# MATERIAL FOR THIS EXERCISE
++++++++

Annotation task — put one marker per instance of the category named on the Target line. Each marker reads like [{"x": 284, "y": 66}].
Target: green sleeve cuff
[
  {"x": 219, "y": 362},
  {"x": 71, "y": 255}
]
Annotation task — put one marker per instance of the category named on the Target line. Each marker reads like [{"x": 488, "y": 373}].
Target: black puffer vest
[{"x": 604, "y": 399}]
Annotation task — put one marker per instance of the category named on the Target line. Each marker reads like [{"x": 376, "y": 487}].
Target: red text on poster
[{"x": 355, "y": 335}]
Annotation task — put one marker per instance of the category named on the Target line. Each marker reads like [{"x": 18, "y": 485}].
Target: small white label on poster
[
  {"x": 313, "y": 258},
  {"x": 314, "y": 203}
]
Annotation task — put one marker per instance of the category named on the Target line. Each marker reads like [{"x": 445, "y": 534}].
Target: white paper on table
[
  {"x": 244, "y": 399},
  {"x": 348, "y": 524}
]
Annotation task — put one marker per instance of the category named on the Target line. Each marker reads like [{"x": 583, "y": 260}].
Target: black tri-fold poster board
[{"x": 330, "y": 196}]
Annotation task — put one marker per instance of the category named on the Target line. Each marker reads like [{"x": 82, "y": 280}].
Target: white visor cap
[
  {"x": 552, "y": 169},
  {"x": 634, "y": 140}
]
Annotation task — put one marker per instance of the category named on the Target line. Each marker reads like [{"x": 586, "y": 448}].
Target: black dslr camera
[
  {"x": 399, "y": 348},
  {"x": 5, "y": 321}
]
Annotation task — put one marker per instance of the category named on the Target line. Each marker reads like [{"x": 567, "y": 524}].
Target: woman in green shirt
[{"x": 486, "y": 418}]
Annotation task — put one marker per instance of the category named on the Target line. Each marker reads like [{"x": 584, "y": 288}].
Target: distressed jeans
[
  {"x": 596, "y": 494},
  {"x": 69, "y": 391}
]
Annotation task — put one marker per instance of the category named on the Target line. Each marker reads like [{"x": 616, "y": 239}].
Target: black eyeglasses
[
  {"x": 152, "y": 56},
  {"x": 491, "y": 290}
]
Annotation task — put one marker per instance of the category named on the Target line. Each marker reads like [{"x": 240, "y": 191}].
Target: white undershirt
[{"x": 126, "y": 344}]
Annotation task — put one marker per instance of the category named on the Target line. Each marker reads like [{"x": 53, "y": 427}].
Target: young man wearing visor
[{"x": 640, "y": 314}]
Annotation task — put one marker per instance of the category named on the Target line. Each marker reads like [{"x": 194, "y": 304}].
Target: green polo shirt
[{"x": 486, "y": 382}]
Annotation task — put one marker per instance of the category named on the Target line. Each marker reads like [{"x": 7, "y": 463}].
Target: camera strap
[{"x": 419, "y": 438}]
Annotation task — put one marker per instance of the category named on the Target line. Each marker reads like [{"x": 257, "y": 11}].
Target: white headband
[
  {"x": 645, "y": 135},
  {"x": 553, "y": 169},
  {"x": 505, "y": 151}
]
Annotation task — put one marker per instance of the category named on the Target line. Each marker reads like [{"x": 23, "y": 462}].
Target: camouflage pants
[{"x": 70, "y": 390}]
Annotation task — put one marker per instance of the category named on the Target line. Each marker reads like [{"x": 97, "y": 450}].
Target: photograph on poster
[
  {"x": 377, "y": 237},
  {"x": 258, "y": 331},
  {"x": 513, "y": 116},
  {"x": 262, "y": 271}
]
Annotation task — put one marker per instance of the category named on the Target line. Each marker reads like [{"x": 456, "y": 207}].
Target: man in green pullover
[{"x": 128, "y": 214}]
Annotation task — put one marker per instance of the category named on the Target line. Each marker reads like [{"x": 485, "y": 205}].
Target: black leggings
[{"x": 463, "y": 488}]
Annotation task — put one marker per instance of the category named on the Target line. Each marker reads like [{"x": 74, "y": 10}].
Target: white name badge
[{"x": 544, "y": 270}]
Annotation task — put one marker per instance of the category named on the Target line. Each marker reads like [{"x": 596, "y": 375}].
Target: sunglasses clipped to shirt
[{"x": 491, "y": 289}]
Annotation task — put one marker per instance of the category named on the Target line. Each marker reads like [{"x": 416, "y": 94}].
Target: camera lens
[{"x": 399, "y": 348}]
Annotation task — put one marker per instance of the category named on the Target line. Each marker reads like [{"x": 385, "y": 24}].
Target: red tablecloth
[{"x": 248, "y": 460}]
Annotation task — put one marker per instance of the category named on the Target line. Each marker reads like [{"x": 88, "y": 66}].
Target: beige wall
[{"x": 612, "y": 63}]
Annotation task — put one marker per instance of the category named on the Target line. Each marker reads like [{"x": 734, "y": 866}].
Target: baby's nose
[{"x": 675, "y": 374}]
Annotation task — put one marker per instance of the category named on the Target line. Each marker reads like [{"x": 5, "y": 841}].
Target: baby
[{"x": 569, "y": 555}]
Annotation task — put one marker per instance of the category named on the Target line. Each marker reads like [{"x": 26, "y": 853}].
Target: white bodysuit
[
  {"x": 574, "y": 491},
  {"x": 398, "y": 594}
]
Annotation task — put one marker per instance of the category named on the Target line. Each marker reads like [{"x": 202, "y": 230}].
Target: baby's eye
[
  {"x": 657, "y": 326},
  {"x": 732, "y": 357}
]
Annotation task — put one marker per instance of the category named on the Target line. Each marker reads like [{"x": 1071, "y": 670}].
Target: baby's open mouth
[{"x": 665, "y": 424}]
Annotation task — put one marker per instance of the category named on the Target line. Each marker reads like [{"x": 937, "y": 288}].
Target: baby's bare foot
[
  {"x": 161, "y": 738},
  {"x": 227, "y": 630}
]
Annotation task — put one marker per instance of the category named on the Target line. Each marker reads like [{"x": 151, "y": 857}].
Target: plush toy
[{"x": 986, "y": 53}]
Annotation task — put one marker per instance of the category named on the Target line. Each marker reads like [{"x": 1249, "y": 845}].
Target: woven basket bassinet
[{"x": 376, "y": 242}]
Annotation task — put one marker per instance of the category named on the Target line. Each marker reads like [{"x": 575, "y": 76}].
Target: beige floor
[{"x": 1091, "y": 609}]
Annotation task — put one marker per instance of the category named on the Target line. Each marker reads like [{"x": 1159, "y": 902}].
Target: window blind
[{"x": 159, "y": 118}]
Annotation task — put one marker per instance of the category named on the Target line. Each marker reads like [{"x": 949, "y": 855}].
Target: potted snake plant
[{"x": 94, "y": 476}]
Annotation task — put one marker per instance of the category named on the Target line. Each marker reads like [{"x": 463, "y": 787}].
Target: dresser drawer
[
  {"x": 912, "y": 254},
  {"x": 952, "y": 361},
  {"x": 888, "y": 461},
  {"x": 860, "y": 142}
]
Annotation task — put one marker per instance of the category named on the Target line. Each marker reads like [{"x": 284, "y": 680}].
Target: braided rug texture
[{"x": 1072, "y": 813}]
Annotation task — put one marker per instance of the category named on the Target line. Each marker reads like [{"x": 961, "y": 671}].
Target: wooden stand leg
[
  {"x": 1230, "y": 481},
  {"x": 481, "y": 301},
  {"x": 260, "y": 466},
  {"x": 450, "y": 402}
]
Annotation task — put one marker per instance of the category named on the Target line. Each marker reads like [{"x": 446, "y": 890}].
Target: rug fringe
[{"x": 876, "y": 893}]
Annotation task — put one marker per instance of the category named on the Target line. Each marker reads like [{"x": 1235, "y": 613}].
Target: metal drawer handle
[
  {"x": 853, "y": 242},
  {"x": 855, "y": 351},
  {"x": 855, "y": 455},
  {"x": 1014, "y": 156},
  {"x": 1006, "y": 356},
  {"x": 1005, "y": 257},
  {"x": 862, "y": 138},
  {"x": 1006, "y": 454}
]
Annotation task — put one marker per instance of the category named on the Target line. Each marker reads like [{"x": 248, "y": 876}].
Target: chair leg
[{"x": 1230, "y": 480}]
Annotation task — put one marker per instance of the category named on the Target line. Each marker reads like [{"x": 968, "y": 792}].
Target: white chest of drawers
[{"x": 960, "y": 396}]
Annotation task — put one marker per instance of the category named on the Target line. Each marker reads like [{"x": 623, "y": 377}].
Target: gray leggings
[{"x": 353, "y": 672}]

++++++++

# WHAT IS ASKED
Locate every line in the material above that contains the string "white", treating uppercase and lowercase as distinct, and copy each such line in full.

# RESPONSE TO THIS TASK
Target: small white label on poster
Target: white paper on table
Target: white visor cap
Target: white undershirt
Target: white headband
Target: white name badge
Target: white bodysuit
Target: white chest of drawers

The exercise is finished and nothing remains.